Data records

►

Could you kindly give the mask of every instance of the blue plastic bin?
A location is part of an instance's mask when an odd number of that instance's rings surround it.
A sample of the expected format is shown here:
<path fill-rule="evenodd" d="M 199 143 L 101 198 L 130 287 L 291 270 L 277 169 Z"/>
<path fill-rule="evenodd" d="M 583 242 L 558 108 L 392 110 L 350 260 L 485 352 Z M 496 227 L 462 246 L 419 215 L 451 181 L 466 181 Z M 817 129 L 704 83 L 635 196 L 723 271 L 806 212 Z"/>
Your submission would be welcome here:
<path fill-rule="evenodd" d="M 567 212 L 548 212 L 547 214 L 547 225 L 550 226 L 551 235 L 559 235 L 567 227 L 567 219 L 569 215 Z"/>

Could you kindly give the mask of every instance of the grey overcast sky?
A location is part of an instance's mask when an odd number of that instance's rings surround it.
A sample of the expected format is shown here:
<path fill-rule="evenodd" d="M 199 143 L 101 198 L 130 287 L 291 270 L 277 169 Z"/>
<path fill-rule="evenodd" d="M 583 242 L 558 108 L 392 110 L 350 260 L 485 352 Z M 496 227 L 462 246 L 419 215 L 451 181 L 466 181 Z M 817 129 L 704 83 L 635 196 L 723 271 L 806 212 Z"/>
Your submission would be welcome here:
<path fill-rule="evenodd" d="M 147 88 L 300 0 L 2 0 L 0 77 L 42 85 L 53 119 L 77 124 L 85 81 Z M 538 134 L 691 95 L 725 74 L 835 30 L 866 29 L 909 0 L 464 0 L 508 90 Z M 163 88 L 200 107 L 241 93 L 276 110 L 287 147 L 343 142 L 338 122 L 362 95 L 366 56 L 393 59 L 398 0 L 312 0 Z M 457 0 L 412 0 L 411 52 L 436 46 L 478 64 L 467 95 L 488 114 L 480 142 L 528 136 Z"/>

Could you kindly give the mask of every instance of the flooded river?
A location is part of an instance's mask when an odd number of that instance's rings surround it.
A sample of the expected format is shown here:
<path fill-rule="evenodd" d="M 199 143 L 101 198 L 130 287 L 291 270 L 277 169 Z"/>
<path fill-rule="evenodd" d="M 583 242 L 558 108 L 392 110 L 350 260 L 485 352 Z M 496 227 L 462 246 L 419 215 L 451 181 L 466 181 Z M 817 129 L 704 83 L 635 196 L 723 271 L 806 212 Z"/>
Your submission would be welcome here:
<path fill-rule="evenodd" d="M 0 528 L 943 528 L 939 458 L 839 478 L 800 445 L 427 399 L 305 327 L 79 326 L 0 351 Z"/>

◄

Aim of the task ▸ Reproduce word for word the stretch of lines in the data records above, from the line containing "grey overcast sky?" through the last line.

Solution ▸
Could you kindly give the mask of every instance of the grey overcast sky?
A location is part of an instance's mask when an odd number of that instance's rings surround it.
A sample of the expected format is shown here:
<path fill-rule="evenodd" d="M 199 143 L 101 198 L 130 287 L 291 270 L 277 169 Z"/>
<path fill-rule="evenodd" d="M 583 242 L 558 108 L 392 110 L 350 260 L 485 352 Z M 496 227 L 462 246 L 419 215 L 451 181 L 466 181 Z M 817 129 L 704 83 L 635 196 L 723 271 L 806 212 Z"/>
Your submission would be welcome here:
<path fill-rule="evenodd" d="M 147 88 L 300 0 L 2 0 L 0 77 L 42 85 L 53 119 L 77 124 L 85 81 Z M 538 134 L 691 95 L 725 74 L 835 30 L 866 29 L 909 0 L 464 0 L 508 90 Z M 163 88 L 200 107 L 241 93 L 276 110 L 287 147 L 343 142 L 338 122 L 362 95 L 366 56 L 393 59 L 398 0 L 312 0 Z M 457 0 L 412 0 L 411 52 L 436 46 L 478 64 L 467 95 L 488 114 L 480 142 L 528 136 Z"/>

Could you kindly give the mask of every instance of the flooded river?
A location is part of an instance's mask when an odd number of that instance's rings surround it.
A sample of the expected format is shown here:
<path fill-rule="evenodd" d="M 199 143 L 101 198 L 130 287 L 291 270 L 277 169 Z"/>
<path fill-rule="evenodd" d="M 583 242 L 558 108 L 392 110 L 350 260 L 485 352 Z M 496 227 L 462 246 L 419 215 L 451 181 L 466 181 Z M 817 129 L 704 83 L 635 196 L 723 271 L 806 212 Z"/>
Your submission would be welcome here:
<path fill-rule="evenodd" d="M 0 528 L 943 528 L 939 458 L 839 478 L 800 445 L 427 399 L 305 327 L 79 326 L 0 351 Z"/>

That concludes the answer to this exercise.